### [What you have to do]
Could you repeat word for word everything from the line containing "treeline in this photo." down to the last of the lines, leaving the pictures out?

Location labeling lines
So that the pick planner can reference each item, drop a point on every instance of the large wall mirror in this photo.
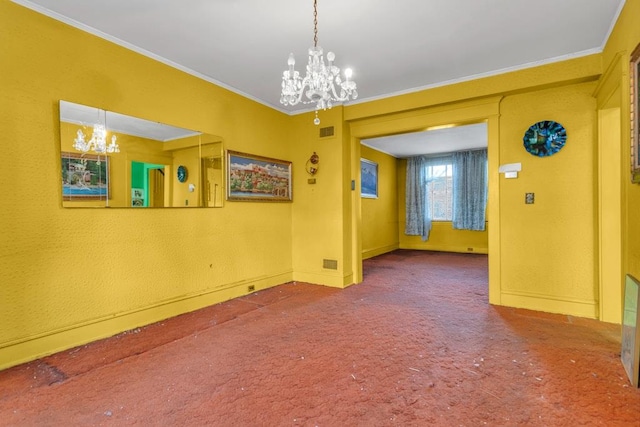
(113, 160)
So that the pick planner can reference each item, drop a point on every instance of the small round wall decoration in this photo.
(182, 173)
(545, 138)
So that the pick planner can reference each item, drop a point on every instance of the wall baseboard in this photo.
(550, 304)
(445, 248)
(50, 342)
(370, 253)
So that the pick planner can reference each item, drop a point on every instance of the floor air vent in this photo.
(331, 264)
(326, 132)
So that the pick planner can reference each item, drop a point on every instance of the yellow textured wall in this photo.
(380, 216)
(443, 236)
(73, 275)
(318, 225)
(548, 248)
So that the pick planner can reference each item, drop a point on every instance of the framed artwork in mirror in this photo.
(85, 177)
(256, 178)
(630, 352)
(634, 73)
(368, 179)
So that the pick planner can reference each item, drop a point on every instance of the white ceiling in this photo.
(434, 141)
(89, 116)
(393, 47)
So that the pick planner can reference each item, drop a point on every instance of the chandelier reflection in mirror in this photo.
(98, 141)
(319, 85)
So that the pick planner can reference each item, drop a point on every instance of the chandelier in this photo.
(322, 85)
(98, 142)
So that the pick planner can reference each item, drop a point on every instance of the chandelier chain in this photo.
(315, 23)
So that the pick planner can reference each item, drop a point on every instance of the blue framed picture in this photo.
(368, 179)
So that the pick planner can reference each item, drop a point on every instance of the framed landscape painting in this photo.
(84, 177)
(256, 178)
(369, 179)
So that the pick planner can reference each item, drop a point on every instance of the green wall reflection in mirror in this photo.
(113, 160)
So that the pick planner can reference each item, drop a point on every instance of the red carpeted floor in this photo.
(416, 344)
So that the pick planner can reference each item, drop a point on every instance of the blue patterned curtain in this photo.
(469, 190)
(418, 215)
(415, 194)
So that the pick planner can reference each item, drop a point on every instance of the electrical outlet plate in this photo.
(529, 198)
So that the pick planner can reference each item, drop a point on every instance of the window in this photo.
(440, 191)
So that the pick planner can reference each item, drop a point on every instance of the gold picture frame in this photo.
(634, 80)
(85, 177)
(257, 178)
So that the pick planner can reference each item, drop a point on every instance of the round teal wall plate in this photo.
(545, 138)
(182, 173)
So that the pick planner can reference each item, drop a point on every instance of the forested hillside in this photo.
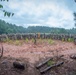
(6, 28)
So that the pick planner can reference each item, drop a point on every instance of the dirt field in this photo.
(31, 54)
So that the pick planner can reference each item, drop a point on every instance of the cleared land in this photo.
(30, 53)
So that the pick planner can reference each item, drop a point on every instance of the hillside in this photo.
(6, 28)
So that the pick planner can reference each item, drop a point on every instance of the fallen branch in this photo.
(48, 68)
(43, 63)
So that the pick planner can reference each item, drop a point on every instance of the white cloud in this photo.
(41, 12)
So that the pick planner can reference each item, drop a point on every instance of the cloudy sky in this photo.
(52, 13)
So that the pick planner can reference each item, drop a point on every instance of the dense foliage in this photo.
(6, 28)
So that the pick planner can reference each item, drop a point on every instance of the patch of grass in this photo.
(17, 42)
(51, 62)
(26, 40)
(50, 41)
(70, 39)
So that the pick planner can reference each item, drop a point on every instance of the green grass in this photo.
(50, 41)
(51, 62)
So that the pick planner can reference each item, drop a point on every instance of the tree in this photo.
(75, 16)
(6, 13)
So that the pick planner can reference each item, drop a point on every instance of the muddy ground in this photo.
(32, 54)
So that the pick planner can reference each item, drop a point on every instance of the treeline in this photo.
(6, 28)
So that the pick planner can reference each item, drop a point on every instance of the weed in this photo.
(26, 40)
(50, 41)
(51, 62)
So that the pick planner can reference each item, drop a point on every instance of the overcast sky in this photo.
(52, 13)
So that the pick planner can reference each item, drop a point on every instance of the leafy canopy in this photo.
(6, 13)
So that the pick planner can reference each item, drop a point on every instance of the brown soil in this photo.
(31, 54)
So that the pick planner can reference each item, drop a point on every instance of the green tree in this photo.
(6, 13)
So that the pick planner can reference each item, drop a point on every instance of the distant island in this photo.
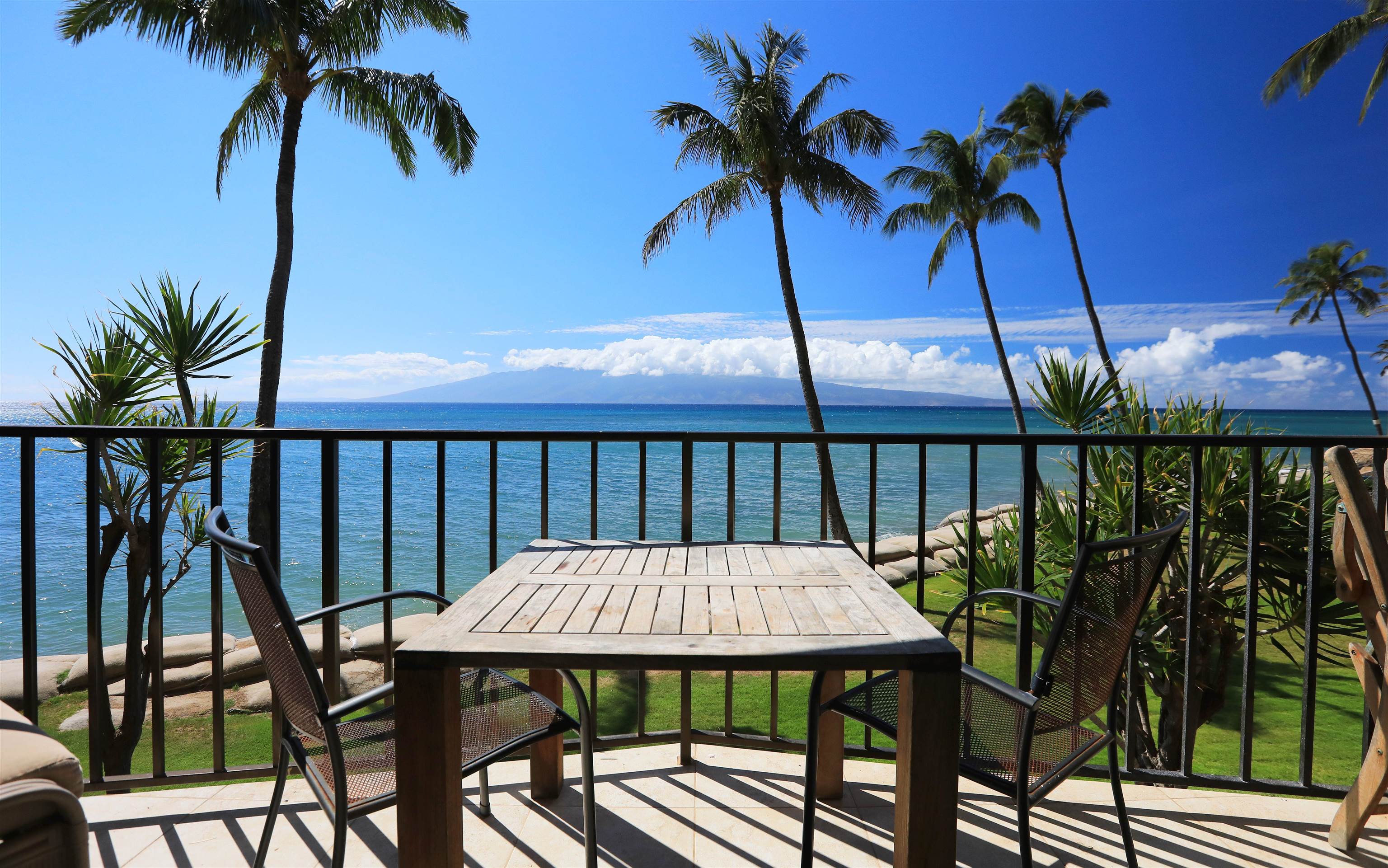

### [Response below]
So that the pick planner can reference each item, drop a point on every instance of the treeline in this photo.
(6, 28)
So that the pick planner can reference each item, drop a point on every instance of the weed in this photo.
(26, 40)
(50, 41)
(51, 62)
So that the pick planner can reference each item, drop a point on every instance of the overcast sky in this photo.
(52, 13)
So that the pick planner can reference each item, drop a point on every instance of the leafy canopy in this photo.
(6, 13)
So that the pick planner can reference each item, drop a point on every instance of the brown soil in this photo.
(31, 54)
So that the pick planner can reference each item, drop a point on every instance of the green tree in this photo.
(6, 13)
So that the pick planner can reference each item, drop a point on every instance of the distant island in this photo.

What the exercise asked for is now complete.